## [Excerpt to read]
+++
The parent of an eighth-grader who receives special education at Buford Middle School says her daughter doesn’t appear like she’s disabled.

Lisa Torres’ daughter is moderately to severely dyslexic and has some difficulty with speech articulation, but she’s enrolled in advanced classes and also in the band.

“I’m a parent who’s at a different end of the spectrum,” she says, adding that when people think of a disabled student, they often think of a child in a wheelchair or with autism. “My daughter’s is more silent,” she says, but “a disability is a disability.”

Torres is a member of the Charlottesville Special Education Advisory Committee, which aims to give people involved in special education a voice, along with dealing with unmet needs and developing plans for improving the performance of disabled students.

Torres describes her daughter as “a child who wants to be looked at as normal and a teenager,” who is “struggling with acceptance of the fact that she needs these accommodations and, yet, doesn’t want to have to raise her hand and say, ‘Hey, wait a minute, I didn’t get that.’”

The committee gives Torres a platform to make her concerns known. For example, she believes it would be helpful if students could stay with the same case manager, instead of being introduced to a new one each year, like her daughter has.

SEACs have been mandated for every school district in Virginia since January 2012, according to Emily Dreyfus, chair of the local SEAC for most of the past decade, and a member from 1998 to 2013. She says 571 disabled students are currently enrolled in Charlottesville public schools.

Daphne Ingene, co-chair of the Charlottesville SEAC, says students in special education receive little attention from the general public and their needs can go unnoticed and unaddressed.

Parents, guardians and family members of students with disabilities, people with disabilities, related community service providers and other community members make up the 25-person committee, which formally meets four times each school year and informally every second Thursday of the month. Though members must apply to be on the committee and are appointed by the Charlottesville City School Board, all meetings are open to the public.

Ingene, along with co-chair Tina Dumheller, hosted a teacher/administrator and parent dialogue dinner November 16, after one of the major concerns brought up to the committee was that these two groups lacked sufficient communication.

“I feel like a lot of our parents are overwhelmed and not active participants,” says Rachel Rasnake, a fifth-grade special education teacher at Walker Upper Elementary and a SEAC member. “I didn’t realize that our parents were intimidated…and that was something that I could address immediately by making sure my [students’] parents knew that my door was open and that they were as much a part of the team as everyone else.”

Rasnake is currently working toward improving communication with Charlottesville parents by making sure everyone in Walker’s community is informed of school events and that they’re accessible to everybody—“not just physically, but making sure everybody feels included.”

“As a parent,” adds Dreyfus, “it was always very gratifying when my [disabled] son’s teachers heard our ideas and ran with them.” When she wanted her son to gain employment skills, special educators at Charlottesville High School started a program that helped more than 15 students with disabilities gain hands-on experience in community organizations.
+++
## [Information]
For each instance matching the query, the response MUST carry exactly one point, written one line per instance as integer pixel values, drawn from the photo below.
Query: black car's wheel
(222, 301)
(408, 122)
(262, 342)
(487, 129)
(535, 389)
+++
## [Problem statement]
Rewrite a portion of the piece on Charlottesville's special education committee, beginning at the words "Daphne Ingene, co-chair" and stopping after "lacked sufficient communication.", with every "committee" changed to "group".

## [Your response]
Daphne Ingene, co-chair of the Charlottesville SEAC, says students in special education receive little attention from the general public and their needs can go unnoticed and unaddressed.

Parents, guardians and family members of students with disabilities, people with disabilities, related community service providers and other community members make up the 25-person group, which formally meets four times each school year and informally every second Thursday of the month. Though members must apply to be on the group and are appointed by the Charlottesville City School Board, all meetings are open to the public.

Ingene, along with co-chair Tina Dumheller, hosted a teacher/administrator and parent dialogue dinner November 16, after one of the major concerns brought up to the group was that these two groups lacked sufficient communication.